Data provided:

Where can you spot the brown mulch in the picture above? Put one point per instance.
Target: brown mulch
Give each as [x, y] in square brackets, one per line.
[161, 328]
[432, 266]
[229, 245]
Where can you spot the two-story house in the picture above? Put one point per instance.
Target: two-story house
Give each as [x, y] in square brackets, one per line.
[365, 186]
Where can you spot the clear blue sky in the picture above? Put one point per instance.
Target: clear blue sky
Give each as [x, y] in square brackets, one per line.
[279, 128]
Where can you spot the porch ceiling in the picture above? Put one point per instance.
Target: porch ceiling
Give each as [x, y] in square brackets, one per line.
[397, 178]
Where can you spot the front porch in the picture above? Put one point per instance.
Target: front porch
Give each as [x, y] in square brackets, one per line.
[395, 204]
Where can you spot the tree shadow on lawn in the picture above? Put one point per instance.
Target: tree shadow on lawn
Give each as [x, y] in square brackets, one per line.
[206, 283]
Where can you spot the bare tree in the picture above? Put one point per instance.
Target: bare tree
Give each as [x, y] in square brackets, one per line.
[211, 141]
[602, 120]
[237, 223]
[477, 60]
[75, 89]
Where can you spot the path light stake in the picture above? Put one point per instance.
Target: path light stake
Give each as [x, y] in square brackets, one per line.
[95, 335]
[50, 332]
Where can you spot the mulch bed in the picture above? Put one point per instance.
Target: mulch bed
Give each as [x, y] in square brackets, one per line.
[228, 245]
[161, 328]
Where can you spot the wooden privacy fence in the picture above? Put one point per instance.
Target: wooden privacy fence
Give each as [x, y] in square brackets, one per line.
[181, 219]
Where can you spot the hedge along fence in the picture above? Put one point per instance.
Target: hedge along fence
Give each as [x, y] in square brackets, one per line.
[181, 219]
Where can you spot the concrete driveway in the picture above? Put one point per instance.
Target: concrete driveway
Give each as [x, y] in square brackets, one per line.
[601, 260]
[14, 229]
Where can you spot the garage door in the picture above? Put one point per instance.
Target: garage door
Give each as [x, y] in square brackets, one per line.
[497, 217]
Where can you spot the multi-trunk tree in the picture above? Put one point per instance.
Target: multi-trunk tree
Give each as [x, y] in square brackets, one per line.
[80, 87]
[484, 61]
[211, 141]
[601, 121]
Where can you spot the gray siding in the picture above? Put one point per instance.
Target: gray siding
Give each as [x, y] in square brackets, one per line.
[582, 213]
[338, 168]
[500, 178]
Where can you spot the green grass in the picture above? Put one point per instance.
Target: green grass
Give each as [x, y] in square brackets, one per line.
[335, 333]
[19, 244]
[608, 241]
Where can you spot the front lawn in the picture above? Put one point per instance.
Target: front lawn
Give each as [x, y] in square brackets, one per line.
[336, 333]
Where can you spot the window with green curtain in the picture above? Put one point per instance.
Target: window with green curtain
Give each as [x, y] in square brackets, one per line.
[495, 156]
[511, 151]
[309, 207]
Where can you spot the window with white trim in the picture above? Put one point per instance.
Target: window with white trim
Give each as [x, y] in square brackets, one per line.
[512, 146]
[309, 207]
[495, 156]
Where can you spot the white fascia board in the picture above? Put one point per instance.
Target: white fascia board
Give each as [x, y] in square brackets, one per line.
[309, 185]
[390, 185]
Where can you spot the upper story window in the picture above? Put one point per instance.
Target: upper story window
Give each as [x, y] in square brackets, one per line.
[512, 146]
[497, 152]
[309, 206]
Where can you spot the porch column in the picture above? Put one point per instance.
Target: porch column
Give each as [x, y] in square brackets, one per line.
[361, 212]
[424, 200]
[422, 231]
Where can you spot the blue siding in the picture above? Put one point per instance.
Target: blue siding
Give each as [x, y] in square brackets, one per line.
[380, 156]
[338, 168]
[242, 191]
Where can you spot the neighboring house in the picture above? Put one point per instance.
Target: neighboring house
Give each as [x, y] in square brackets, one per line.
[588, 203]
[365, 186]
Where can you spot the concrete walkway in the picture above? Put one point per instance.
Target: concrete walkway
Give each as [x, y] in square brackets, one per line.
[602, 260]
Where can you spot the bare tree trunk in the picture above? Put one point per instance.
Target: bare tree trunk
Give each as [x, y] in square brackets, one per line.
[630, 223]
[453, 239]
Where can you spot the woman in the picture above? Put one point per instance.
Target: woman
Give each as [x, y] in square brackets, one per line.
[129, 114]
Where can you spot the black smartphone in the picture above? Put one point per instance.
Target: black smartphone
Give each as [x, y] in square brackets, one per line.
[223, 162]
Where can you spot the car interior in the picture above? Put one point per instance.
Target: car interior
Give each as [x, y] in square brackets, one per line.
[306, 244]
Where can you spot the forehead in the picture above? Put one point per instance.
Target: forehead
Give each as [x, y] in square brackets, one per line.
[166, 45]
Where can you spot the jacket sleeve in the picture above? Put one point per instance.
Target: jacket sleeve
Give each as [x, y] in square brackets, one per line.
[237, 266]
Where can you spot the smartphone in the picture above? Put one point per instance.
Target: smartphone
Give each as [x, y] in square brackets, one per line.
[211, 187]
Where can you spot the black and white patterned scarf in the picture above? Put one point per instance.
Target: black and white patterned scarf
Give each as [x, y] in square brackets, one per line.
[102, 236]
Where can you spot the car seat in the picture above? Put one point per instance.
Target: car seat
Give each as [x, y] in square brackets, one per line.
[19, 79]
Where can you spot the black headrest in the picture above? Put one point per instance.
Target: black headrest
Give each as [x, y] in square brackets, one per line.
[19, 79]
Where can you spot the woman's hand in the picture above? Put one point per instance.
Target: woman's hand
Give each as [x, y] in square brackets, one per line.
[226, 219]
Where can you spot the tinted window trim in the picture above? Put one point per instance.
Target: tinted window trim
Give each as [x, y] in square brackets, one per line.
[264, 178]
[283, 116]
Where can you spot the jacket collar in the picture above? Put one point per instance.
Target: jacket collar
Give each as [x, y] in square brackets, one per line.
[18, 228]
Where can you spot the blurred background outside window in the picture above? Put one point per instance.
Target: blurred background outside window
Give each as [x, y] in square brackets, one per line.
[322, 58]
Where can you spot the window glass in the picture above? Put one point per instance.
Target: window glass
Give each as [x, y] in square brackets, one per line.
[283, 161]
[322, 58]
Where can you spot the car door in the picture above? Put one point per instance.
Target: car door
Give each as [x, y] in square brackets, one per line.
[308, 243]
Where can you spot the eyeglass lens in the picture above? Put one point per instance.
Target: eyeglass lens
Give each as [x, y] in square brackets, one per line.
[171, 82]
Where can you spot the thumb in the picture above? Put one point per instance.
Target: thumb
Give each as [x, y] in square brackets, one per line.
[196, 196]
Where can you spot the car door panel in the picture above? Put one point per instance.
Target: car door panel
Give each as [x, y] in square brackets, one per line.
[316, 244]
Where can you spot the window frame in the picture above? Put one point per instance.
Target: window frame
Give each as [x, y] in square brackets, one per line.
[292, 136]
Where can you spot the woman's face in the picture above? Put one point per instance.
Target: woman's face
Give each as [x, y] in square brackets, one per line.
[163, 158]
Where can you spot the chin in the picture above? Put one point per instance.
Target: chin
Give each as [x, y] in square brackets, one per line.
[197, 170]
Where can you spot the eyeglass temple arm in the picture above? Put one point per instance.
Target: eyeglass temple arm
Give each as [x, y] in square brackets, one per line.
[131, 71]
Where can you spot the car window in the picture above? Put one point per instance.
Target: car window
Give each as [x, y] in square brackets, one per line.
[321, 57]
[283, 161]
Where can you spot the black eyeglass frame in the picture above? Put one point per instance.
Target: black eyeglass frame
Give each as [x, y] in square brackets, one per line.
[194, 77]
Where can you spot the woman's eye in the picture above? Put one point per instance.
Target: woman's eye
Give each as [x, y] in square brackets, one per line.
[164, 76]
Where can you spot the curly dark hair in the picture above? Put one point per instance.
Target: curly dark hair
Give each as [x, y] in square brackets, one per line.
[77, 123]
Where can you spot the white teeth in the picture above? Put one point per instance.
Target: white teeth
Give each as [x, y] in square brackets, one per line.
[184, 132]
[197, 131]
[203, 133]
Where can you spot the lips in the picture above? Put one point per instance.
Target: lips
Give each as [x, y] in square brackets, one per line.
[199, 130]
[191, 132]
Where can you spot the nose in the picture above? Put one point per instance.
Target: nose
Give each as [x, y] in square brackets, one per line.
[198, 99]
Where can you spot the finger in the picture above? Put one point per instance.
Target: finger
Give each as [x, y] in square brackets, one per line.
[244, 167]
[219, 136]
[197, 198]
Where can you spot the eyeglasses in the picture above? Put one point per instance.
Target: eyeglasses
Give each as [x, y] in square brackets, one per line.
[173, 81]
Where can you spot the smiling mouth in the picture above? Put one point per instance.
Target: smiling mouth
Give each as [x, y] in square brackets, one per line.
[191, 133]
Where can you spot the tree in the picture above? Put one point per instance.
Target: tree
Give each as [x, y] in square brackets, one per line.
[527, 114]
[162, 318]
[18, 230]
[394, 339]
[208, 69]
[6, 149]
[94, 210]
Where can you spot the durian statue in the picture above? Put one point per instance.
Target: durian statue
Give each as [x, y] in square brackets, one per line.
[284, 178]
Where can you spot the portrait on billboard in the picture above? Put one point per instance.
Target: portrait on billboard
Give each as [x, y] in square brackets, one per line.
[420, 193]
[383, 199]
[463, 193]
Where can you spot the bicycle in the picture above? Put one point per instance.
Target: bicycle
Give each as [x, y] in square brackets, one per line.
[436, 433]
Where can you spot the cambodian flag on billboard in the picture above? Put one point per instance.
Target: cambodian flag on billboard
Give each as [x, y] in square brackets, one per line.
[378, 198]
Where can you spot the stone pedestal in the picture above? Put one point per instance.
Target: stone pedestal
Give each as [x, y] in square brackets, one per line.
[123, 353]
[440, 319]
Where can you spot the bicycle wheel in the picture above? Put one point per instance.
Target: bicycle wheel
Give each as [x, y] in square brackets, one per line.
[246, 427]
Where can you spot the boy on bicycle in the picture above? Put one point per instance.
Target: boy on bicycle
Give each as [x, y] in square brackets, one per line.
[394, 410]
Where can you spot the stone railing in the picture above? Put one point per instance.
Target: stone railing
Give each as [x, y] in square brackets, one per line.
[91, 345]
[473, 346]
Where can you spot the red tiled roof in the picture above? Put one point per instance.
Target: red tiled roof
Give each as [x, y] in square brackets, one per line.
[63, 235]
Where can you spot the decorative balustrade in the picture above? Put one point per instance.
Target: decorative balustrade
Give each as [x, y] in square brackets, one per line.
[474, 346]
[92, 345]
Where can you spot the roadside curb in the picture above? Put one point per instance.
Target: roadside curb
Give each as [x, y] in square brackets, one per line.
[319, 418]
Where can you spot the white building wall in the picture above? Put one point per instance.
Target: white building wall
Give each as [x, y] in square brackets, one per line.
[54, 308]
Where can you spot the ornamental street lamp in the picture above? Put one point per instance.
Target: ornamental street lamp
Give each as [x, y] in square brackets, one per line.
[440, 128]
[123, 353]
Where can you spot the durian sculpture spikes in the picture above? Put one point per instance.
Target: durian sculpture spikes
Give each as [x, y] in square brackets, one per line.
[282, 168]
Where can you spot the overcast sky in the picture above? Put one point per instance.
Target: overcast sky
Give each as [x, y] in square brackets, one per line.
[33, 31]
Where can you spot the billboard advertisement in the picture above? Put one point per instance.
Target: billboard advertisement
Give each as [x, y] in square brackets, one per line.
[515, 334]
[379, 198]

The task:
Please retype, with no changes, the lines that run from the first line of the entries to the line with "Target: porch ceiling", both ends included.

Written answer:
Where can you spot the brown mulch in the picture above? Put one point per instance.
Target: brown mulch
Give each as [x, y] in square brackets, one per line.
[161, 328]
[432, 266]
[229, 245]
Where can you spot the two-story house in the picture above? Put one point per instance.
Target: two-story house
Give each as [x, y] in square brackets, one per line.
[365, 186]
Where can you spot the clear blue sky in the picture above? Put one point per instance.
Target: clear blue sky
Give each as [x, y] in square brackets, one per line.
[279, 128]
Where can you spot the porch ceiling in the picture above? Put one point per instance.
Target: porch ceiling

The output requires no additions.